* _Required work_: Duplicate the following entries without alteration, beginning at the line that contains "piano with a point in the photo above." and stopping after the line that contains "of the fireplace".

◇ ◇ ◇ ◇ ◇ ◇ ◇

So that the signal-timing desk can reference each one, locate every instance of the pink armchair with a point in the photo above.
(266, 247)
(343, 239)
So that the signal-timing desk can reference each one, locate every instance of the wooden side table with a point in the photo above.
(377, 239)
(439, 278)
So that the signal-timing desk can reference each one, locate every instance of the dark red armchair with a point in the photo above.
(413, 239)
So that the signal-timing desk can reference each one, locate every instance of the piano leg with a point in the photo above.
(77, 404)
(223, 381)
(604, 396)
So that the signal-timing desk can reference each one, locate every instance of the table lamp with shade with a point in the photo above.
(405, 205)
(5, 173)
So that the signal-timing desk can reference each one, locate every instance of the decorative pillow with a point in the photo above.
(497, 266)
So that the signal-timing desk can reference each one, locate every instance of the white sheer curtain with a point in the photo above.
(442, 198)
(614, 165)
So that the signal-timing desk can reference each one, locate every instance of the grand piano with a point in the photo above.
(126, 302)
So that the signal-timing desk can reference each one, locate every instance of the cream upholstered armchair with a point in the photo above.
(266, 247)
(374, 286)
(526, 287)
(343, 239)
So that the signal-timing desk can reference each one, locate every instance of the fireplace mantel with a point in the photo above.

◇ ◇ ◇ ◇ ◇ ◇ ◇

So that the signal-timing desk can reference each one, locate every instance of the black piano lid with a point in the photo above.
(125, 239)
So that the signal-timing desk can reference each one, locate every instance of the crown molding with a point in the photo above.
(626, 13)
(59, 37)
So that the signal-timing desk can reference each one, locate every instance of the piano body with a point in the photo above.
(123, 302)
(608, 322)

◇ ◇ ◇ ◇ ◇ ◇ ◇

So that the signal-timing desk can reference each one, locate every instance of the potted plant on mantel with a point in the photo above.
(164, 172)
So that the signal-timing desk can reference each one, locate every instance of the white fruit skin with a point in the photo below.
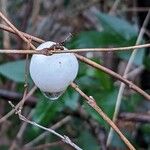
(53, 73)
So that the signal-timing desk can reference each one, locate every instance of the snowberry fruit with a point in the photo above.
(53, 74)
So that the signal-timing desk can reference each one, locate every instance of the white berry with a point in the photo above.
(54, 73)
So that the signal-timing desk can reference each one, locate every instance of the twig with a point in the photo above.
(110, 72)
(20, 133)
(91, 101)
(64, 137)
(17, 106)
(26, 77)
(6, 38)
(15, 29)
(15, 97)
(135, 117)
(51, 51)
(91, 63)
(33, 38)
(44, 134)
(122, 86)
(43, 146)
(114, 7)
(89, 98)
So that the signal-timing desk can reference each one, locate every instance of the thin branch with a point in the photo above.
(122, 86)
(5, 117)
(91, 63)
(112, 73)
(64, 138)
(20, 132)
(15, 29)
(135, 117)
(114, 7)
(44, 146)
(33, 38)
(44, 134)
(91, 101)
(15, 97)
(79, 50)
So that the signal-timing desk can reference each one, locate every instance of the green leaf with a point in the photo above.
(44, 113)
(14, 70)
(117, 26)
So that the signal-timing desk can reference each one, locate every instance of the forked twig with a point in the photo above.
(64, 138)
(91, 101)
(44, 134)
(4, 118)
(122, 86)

◇ ◇ ◇ ◇ ◇ ◇ ◇

* _Exercise response_:
So that the signal-timing desk can reference each one, locate every instance of the grand piano with a point in the photo above.
(126, 302)
So that the signal-timing desk can reference each one, locate every instance of the cream upholstered armchair with a point in the photo above.
(266, 247)
(374, 286)
(526, 287)
(343, 239)
So that the signal-timing desk can reference each one, locate every instance of the fireplace mantel with a point in the photo above.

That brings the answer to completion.